Exercise prompt: Transcribe the records below exactly as they appear.

Supplied information:
____________

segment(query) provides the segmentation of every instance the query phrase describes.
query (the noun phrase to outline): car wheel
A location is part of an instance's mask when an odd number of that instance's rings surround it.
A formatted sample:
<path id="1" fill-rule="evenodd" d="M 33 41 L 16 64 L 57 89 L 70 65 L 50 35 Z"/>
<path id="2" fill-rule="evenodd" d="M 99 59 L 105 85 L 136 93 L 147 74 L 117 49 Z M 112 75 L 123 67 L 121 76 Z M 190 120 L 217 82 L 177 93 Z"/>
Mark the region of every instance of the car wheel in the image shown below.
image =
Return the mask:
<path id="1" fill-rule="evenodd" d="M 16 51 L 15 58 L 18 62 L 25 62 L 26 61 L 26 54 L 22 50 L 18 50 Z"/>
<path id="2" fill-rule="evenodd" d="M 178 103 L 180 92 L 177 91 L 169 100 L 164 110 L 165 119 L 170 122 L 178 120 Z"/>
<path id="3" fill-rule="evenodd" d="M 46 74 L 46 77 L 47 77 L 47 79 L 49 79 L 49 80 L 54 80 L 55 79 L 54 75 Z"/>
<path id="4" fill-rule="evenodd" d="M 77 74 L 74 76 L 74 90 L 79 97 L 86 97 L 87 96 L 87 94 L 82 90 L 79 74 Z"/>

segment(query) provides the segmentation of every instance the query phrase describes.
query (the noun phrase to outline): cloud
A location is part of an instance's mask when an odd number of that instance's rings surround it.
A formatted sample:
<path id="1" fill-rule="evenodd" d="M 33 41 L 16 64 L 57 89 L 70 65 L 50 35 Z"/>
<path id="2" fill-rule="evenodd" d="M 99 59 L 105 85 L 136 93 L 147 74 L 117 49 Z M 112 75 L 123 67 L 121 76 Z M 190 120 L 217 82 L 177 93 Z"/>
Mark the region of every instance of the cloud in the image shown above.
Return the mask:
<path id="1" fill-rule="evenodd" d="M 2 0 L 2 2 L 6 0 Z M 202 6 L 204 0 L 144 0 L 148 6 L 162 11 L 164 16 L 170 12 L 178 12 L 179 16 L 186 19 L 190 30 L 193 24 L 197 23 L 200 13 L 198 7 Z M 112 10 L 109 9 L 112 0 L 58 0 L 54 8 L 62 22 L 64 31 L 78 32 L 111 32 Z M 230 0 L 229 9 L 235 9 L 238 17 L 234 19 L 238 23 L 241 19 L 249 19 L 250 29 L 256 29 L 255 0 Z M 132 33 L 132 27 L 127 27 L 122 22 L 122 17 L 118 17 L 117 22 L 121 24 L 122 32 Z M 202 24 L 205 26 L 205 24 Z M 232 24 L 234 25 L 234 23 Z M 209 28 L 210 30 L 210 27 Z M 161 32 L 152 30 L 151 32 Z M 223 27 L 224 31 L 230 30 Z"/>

____________

Written solution:
segment(query) provides the segmentation of every instance the query phrase describes.
query (the noun phrase to outline): car wheel
A location is part of an instance's mask when an odd number of that instance's rings surround it.
A formatted sample:
<path id="1" fill-rule="evenodd" d="M 33 41 L 16 64 L 57 89 L 70 65 L 50 35 Z"/>
<path id="2" fill-rule="evenodd" d="M 99 59 L 105 85 L 136 93 L 147 74 L 117 49 Z M 112 75 L 123 67 L 121 76 Z M 190 120 L 217 82 L 177 93 Z"/>
Mark the region of every instance of the car wheel in the image shown below.
image =
Return the mask:
<path id="1" fill-rule="evenodd" d="M 16 51 L 15 58 L 18 62 L 25 62 L 26 61 L 26 54 L 22 50 L 18 50 Z"/>
<path id="2" fill-rule="evenodd" d="M 178 103 L 180 92 L 177 91 L 169 100 L 164 110 L 165 119 L 170 122 L 178 120 Z"/>
<path id="3" fill-rule="evenodd" d="M 46 74 L 46 77 L 47 77 L 47 79 L 49 79 L 49 80 L 54 80 L 55 79 L 54 75 Z"/>
<path id="4" fill-rule="evenodd" d="M 77 74 L 74 76 L 74 90 L 79 97 L 86 97 L 87 96 L 87 94 L 82 90 L 79 74 Z"/>

segment(query) provides the segmentation of every instance the query phrase describes.
query (the noun phrase to outline): cloud
A location is part of an instance's mask when an odd number of that instance's rings surround it.
A formatted sample:
<path id="1" fill-rule="evenodd" d="M 33 41 L 16 64 L 57 89 L 70 65 L 50 35 Z"/>
<path id="2" fill-rule="evenodd" d="M 99 59 L 105 85 L 136 93 L 147 74 L 117 49 Z M 112 75 L 123 67 L 121 76 Z M 190 120 L 217 82 L 177 93 Z"/>
Mark the region of every instance of the cloud in the image shown above.
Return the mask:
<path id="1" fill-rule="evenodd" d="M 2 0 L 2 2 L 6 0 Z M 202 6 L 204 0 L 144 0 L 148 6 L 162 11 L 164 16 L 170 12 L 178 12 L 179 16 L 186 19 L 190 30 L 193 24 L 197 23 L 200 13 L 198 7 Z M 112 10 L 109 9 L 112 0 L 58 0 L 54 8 L 62 22 L 64 31 L 78 32 L 111 32 Z M 230 0 L 229 9 L 235 9 L 238 17 L 234 19 L 238 23 L 241 19 L 249 19 L 250 29 L 256 29 L 255 0 Z M 132 33 L 132 27 L 127 27 L 122 22 L 122 17 L 118 17 L 117 22 L 121 24 L 122 32 Z M 202 24 L 205 26 L 205 24 Z M 232 24 L 234 25 L 234 23 Z M 209 28 L 210 30 L 210 27 Z M 161 32 L 152 30 L 151 32 Z M 223 27 L 224 31 L 230 30 Z"/>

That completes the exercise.